## Page text
□ □ □ □ □
I have a love/hate relationship with gourds.  I love just about any kind of squash you can find, especially yellow squash.  Make me a squash casserole at Thanksgiving and I'm one happy camper.

But don't even let me get a whiff of watermelon.  Every member of my immediate and extended family loves them some watermelon.  I happen to be allergic to it and it's a running joke in the family that I refer to it as the "vile gourd".  Just the smell of it makes me itch inside my head.  I absolutely hate that bloated, bulbous abomination.

Then there's the ubiquitous pumpkin.  Some of the happiest times in my life have been attended by this gregarious gourd.  When the kids were little they loved to pick out a pumpkin at the local grocery store or pumpkin patch.  We'd find the pumpkin of the perfect size and shape and then take it home and carve it into a jack-o'-lantern.  (The carving part is fun, but cleaning out the inside is gross.)
□ □ □ □ □
## Provided information
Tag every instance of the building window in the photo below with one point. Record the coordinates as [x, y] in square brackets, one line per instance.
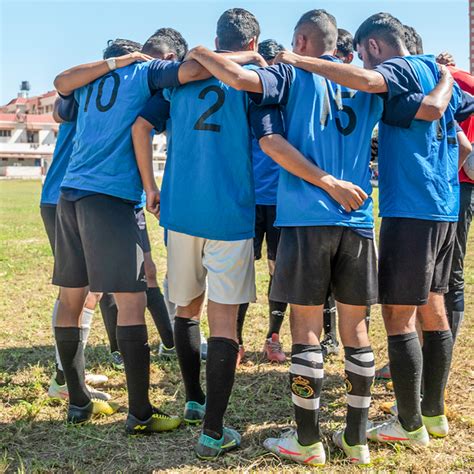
[32, 137]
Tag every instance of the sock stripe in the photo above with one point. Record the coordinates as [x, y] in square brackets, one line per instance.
[357, 369]
[356, 401]
[305, 403]
[312, 372]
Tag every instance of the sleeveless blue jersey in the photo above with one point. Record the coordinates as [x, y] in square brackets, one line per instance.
[103, 159]
[208, 188]
[418, 174]
[57, 170]
[331, 126]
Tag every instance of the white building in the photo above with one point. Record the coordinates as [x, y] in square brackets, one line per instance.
[28, 137]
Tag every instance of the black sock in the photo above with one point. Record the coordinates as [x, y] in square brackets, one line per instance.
[59, 376]
[306, 381]
[329, 317]
[406, 363]
[71, 353]
[454, 301]
[437, 355]
[133, 345]
[157, 307]
[220, 373]
[360, 372]
[108, 308]
[187, 339]
[240, 321]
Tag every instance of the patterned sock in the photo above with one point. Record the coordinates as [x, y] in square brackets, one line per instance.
[360, 372]
[306, 381]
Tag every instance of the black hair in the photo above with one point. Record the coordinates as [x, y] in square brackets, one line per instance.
[383, 26]
[413, 40]
[344, 42]
[325, 23]
[268, 49]
[235, 29]
[119, 47]
[166, 40]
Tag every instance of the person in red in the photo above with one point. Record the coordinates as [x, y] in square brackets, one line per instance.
[454, 299]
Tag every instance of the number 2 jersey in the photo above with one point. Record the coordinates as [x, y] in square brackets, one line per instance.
[103, 160]
[208, 185]
[331, 126]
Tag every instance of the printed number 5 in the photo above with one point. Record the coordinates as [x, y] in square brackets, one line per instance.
[201, 122]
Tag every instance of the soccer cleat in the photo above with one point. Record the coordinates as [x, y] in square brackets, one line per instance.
[329, 345]
[272, 349]
[209, 449]
[78, 415]
[96, 379]
[61, 391]
[116, 360]
[393, 432]
[166, 353]
[357, 454]
[240, 355]
[157, 423]
[194, 412]
[436, 426]
[383, 373]
[288, 447]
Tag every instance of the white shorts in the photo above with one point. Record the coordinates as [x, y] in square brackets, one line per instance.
[229, 267]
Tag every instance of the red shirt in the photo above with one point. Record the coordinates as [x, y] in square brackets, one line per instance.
[466, 83]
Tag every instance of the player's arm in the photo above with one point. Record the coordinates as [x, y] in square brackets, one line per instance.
[465, 147]
[267, 125]
[434, 105]
[74, 78]
[152, 117]
[226, 70]
[345, 74]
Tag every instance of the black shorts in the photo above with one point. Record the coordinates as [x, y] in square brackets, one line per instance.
[264, 219]
[98, 244]
[310, 260]
[141, 223]
[48, 214]
[415, 259]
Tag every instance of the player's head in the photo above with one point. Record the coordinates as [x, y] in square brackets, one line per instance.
[379, 38]
[315, 34]
[269, 49]
[237, 30]
[413, 40]
[166, 43]
[120, 47]
[345, 49]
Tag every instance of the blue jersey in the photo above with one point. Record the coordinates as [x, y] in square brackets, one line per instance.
[332, 127]
[207, 188]
[62, 152]
[103, 159]
[418, 164]
[266, 173]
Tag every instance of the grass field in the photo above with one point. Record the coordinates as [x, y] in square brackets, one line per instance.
[35, 438]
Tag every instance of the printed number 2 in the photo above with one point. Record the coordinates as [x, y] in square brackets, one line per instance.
[201, 122]
[98, 101]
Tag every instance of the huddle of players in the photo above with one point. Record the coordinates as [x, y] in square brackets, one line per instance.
[324, 210]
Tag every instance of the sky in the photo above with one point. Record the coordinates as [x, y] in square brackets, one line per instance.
[39, 39]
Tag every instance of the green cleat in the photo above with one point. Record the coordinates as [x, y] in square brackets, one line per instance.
[288, 447]
[358, 454]
[157, 423]
[194, 412]
[209, 449]
[78, 415]
[436, 426]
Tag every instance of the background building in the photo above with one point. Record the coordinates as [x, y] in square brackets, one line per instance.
[28, 136]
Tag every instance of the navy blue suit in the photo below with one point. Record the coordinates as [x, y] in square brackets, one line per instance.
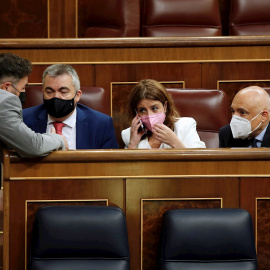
[226, 138]
[94, 130]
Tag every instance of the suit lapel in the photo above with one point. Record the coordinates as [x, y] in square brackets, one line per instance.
[41, 121]
[82, 131]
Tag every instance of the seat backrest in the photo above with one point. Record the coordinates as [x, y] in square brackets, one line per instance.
[208, 107]
[208, 239]
[180, 18]
[79, 237]
[102, 18]
[249, 17]
[93, 97]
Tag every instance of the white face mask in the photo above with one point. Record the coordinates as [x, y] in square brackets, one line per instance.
[241, 127]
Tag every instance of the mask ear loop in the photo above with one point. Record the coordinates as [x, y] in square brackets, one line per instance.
[165, 107]
[258, 125]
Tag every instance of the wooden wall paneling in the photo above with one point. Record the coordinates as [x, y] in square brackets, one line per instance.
[255, 198]
[162, 189]
[132, 18]
[60, 190]
[224, 8]
[237, 74]
[62, 18]
[23, 19]
[84, 71]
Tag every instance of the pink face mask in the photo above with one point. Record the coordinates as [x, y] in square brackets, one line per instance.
[150, 120]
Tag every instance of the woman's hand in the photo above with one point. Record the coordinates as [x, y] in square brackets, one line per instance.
[166, 135]
[135, 133]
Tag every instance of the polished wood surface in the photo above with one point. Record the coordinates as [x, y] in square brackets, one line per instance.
[226, 63]
[66, 18]
[144, 183]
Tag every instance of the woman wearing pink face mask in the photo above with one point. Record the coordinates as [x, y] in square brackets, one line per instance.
[155, 121]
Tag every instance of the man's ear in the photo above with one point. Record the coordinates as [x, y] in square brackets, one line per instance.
[5, 85]
[265, 115]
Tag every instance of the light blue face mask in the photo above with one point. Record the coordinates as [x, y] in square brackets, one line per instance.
[241, 127]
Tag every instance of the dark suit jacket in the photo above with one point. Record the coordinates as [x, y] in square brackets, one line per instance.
[226, 138]
[94, 130]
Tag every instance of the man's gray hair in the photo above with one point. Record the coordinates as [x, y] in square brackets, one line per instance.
[61, 69]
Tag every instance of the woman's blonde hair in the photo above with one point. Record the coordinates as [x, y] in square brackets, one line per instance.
[151, 89]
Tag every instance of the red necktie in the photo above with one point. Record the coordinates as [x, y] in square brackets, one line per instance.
[58, 127]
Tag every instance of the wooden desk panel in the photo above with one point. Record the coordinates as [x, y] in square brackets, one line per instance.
[144, 183]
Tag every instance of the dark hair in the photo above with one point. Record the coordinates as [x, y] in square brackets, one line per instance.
[13, 68]
[151, 89]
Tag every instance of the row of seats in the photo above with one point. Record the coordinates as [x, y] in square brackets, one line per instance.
[159, 18]
[209, 108]
[95, 237]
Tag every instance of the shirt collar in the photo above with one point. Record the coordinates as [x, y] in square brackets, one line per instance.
[70, 121]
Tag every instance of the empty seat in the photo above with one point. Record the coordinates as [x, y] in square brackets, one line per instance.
[93, 97]
[249, 17]
[79, 237]
[180, 18]
[208, 239]
[208, 107]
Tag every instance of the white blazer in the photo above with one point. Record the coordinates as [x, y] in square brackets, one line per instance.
[184, 128]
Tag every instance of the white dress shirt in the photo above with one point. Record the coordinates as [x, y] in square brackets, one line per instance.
[69, 130]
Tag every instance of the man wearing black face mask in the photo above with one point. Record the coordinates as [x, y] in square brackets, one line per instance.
[14, 72]
[83, 127]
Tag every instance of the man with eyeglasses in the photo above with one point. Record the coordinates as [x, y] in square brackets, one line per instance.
[14, 73]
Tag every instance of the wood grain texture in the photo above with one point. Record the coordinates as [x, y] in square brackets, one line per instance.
[18, 16]
[234, 177]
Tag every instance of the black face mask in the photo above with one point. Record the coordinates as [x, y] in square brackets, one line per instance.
[22, 97]
[58, 108]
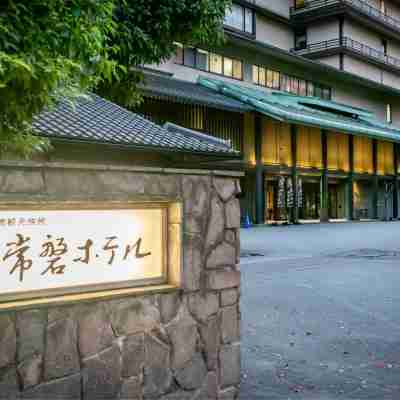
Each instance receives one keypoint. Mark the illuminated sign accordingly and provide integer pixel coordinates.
(76, 248)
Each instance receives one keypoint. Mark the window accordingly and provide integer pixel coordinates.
(240, 18)
(389, 113)
(209, 62)
(384, 47)
(300, 39)
(216, 63)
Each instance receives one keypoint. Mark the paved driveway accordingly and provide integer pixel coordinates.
(321, 312)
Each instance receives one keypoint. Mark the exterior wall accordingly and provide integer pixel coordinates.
□ □ □ □ □
## Your instructions
Go on with the piece about gourds, picking up after its last sentence. The lines have nothing to do with the text.

## The answer
On Thanksgiving there's always the enticing aroma of a pumpkin pie in the oven that permeates the house.  My wife makes the best pumpkin pie around with the perfect blend of pumpkin, cinnamon, and nutmeg.  We love to eat it hot with Cool Whip on top.

It seems the entire country is enjoying a love affair with the pumpkin.  Fans wait all year for the Pumpkin Spice Latte to appear at Starbucks.  There are Pumpkin Spice Oreos, and Mars just introduced White Pumpkin Pie M&M's.  For breakfast you can have Pumpkin Spice Cheerios with Pumpkin Spice Dunkin' Donuts Coffee.  And if you've got a cold you can get Pumpkin Spice cough drops at CVS.

Then there's the piece de resistance which I just saw at Kroger this weekend:  Pumpkin Spice Twinkies!  Get in my belly!

Today is the day to celebrate the popular pumpkin because it's National Pumpkin Day.  According to NationalDayCalendar.com, the word pumpkin derives from the word pepon, which means “large melon” in Greek.  (So if somebody calls you Pepon, they are not being flattering.)  The United States produces 1.5 billion pounds of pumpkins, and Illinois produces more than any other state.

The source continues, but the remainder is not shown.